**The task**
Exact copies are required of the lines from the line containing "Segment every instance of the pebble" through the final line of the listing, both included, and of no other lines.

**Listing**
* BEGIN *

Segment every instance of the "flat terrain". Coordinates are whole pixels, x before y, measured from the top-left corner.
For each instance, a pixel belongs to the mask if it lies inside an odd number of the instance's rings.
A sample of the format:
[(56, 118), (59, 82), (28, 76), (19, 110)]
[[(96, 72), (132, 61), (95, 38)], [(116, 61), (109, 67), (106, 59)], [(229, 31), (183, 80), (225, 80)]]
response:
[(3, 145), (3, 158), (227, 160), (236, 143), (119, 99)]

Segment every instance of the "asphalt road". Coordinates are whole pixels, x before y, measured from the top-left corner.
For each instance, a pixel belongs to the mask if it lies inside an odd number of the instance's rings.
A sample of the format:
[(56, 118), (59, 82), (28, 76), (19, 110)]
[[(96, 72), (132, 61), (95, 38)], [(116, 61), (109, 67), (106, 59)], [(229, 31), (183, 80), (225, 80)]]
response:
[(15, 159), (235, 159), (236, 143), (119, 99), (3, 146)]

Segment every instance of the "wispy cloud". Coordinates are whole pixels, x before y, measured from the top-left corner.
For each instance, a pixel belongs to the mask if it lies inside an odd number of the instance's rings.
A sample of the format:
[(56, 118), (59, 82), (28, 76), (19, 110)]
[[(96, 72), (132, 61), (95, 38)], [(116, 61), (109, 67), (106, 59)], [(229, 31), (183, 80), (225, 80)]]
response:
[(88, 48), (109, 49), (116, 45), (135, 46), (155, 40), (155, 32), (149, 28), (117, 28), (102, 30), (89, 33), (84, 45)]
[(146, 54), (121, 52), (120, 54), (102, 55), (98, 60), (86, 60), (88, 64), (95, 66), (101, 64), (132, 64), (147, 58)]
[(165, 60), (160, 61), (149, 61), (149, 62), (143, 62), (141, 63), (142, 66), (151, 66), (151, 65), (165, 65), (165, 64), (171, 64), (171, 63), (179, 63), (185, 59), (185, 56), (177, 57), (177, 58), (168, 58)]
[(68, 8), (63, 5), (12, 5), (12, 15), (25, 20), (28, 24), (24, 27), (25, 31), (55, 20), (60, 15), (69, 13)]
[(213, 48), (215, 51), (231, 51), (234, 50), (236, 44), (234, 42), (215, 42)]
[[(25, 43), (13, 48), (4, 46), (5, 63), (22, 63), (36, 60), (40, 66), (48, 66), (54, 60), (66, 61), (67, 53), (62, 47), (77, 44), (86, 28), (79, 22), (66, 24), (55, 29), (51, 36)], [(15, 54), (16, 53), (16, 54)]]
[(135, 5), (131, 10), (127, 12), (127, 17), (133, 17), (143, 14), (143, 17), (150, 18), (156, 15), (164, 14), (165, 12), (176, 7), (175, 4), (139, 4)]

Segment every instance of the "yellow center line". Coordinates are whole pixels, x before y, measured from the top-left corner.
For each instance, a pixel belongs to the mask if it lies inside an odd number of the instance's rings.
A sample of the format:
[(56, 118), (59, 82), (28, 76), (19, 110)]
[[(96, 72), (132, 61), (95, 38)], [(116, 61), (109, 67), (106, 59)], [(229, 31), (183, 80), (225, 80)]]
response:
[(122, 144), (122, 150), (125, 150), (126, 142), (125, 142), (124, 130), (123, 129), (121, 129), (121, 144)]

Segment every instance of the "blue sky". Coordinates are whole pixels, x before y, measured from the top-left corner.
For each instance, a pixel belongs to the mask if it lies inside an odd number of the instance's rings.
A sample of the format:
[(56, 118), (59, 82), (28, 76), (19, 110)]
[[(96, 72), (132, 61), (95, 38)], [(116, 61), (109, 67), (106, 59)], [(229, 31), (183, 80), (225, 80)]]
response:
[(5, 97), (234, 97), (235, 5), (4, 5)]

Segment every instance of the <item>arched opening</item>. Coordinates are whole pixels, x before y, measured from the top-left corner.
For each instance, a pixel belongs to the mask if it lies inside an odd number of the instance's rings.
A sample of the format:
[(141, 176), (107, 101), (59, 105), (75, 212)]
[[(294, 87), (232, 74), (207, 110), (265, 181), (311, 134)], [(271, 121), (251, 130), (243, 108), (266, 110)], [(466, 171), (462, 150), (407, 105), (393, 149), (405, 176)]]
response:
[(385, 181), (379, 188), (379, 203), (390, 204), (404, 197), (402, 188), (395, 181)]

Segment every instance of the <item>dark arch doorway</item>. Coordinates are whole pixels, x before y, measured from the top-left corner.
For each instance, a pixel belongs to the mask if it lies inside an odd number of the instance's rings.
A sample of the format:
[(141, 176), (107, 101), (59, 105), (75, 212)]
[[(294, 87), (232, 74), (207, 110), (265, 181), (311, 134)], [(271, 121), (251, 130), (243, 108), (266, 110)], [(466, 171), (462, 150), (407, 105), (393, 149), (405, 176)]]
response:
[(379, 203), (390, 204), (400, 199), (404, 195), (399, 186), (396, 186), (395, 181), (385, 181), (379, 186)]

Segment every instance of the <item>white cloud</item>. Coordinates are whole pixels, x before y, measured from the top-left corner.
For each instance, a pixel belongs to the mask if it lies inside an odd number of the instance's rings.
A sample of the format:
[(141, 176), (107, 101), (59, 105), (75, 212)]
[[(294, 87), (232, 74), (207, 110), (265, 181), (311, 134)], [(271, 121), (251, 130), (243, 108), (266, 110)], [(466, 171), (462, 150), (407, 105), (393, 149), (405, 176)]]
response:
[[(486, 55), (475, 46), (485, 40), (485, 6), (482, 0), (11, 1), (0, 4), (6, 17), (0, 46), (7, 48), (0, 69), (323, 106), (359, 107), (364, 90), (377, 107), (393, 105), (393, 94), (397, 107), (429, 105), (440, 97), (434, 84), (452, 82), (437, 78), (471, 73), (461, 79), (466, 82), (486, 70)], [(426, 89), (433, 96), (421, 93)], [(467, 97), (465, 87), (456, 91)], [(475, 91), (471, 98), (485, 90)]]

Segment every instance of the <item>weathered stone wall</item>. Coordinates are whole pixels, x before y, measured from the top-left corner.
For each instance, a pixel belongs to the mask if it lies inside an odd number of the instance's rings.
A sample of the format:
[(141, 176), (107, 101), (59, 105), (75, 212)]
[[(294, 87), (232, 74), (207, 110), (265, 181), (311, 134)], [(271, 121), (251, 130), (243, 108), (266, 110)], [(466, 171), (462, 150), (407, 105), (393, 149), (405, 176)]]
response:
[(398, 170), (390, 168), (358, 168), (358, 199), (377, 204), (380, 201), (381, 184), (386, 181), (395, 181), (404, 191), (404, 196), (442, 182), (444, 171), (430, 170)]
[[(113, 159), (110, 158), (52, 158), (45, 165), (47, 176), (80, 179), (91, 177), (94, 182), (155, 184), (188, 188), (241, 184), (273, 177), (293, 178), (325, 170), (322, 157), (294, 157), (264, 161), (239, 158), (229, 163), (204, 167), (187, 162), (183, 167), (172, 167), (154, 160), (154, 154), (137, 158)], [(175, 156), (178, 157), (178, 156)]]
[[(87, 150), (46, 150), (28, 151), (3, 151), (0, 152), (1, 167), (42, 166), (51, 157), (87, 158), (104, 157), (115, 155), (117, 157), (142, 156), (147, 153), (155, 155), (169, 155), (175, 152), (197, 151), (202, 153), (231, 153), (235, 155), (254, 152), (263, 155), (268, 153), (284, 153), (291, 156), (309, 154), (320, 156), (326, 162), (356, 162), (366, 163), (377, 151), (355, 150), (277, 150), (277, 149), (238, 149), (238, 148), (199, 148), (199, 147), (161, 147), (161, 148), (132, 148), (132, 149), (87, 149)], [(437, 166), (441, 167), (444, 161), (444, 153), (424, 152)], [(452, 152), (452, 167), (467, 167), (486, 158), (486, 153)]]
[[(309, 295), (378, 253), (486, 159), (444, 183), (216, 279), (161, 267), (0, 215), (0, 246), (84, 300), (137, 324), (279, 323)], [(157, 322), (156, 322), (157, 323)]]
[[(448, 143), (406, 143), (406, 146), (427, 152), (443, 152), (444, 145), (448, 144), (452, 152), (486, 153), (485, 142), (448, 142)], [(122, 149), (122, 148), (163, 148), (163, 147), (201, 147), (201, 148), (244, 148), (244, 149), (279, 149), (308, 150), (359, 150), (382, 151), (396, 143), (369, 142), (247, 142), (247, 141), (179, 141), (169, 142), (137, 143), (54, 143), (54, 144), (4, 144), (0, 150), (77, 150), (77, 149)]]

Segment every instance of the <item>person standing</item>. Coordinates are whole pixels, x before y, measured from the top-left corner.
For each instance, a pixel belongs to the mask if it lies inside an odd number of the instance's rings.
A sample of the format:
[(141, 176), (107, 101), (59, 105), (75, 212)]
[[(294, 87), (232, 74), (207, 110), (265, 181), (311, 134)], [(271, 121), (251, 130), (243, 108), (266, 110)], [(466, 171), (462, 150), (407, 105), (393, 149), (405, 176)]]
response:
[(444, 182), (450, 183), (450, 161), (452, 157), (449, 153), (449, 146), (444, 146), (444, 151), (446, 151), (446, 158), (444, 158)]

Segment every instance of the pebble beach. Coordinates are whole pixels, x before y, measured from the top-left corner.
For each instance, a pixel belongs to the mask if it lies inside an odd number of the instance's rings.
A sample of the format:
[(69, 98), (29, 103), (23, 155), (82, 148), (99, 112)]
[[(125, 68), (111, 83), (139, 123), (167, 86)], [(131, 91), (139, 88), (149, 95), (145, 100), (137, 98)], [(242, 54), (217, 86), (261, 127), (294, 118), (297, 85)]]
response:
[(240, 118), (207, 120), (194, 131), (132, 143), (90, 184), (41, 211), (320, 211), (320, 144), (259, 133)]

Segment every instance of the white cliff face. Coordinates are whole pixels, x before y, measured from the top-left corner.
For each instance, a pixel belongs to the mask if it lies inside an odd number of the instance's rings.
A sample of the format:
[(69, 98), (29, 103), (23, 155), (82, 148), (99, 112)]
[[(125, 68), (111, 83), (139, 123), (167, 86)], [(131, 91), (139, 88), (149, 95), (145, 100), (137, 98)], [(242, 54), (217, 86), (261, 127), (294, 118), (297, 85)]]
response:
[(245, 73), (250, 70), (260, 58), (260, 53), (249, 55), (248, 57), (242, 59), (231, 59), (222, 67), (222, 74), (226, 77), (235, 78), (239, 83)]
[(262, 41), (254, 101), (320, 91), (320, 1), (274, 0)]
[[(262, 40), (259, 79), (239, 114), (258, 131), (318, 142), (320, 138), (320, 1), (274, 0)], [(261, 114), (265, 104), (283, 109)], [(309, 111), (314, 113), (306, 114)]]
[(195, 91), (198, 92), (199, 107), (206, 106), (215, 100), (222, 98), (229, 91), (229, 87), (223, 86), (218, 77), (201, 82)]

* END *

**Response to this exercise**
Segment every instance of the pebble beach. Coordinates are whole pixels, x before y, measured from the top-left corner.
For each instance, a pixel belongs to the mask if it lies inside an odd number of the instance's rings.
A sample of the format:
[(69, 98), (29, 103), (23, 155), (82, 148), (99, 112)]
[[(125, 68), (111, 83), (139, 123), (167, 86)], [(131, 91), (139, 88), (149, 95), (145, 100), (137, 98)], [(242, 54), (217, 86), (261, 127), (294, 118), (297, 85)]]
response:
[(240, 118), (207, 120), (194, 131), (132, 143), (90, 184), (41, 211), (320, 211), (320, 144), (259, 133)]

Segment every instance of the white cliff face. Coordinates are whole pixels, x before y, measured from the top-left corner.
For each instance, a pixel belongs to the mask if it lies inside an odd number of the instance's rings.
A sample of the format:
[(69, 98), (29, 103), (23, 155), (82, 148), (99, 112)]
[[(125, 68), (111, 83), (139, 123), (167, 86)], [(131, 91), (139, 88), (149, 95), (145, 100), (137, 98)], [(242, 54), (217, 86), (261, 127), (294, 118), (297, 85)]]
response:
[(245, 73), (250, 70), (260, 58), (260, 53), (249, 55), (248, 57), (242, 59), (231, 59), (222, 67), (222, 74), (226, 77), (235, 78), (239, 83)]
[(262, 41), (254, 101), (320, 91), (320, 1), (274, 0)]
[[(262, 40), (259, 79), (239, 114), (258, 131), (318, 142), (320, 138), (320, 1), (274, 0)], [(261, 114), (265, 104), (283, 109)], [(309, 111), (314, 113), (306, 114)]]
[(195, 91), (198, 92), (199, 107), (206, 106), (215, 100), (222, 98), (229, 91), (229, 87), (223, 86), (218, 77), (201, 82)]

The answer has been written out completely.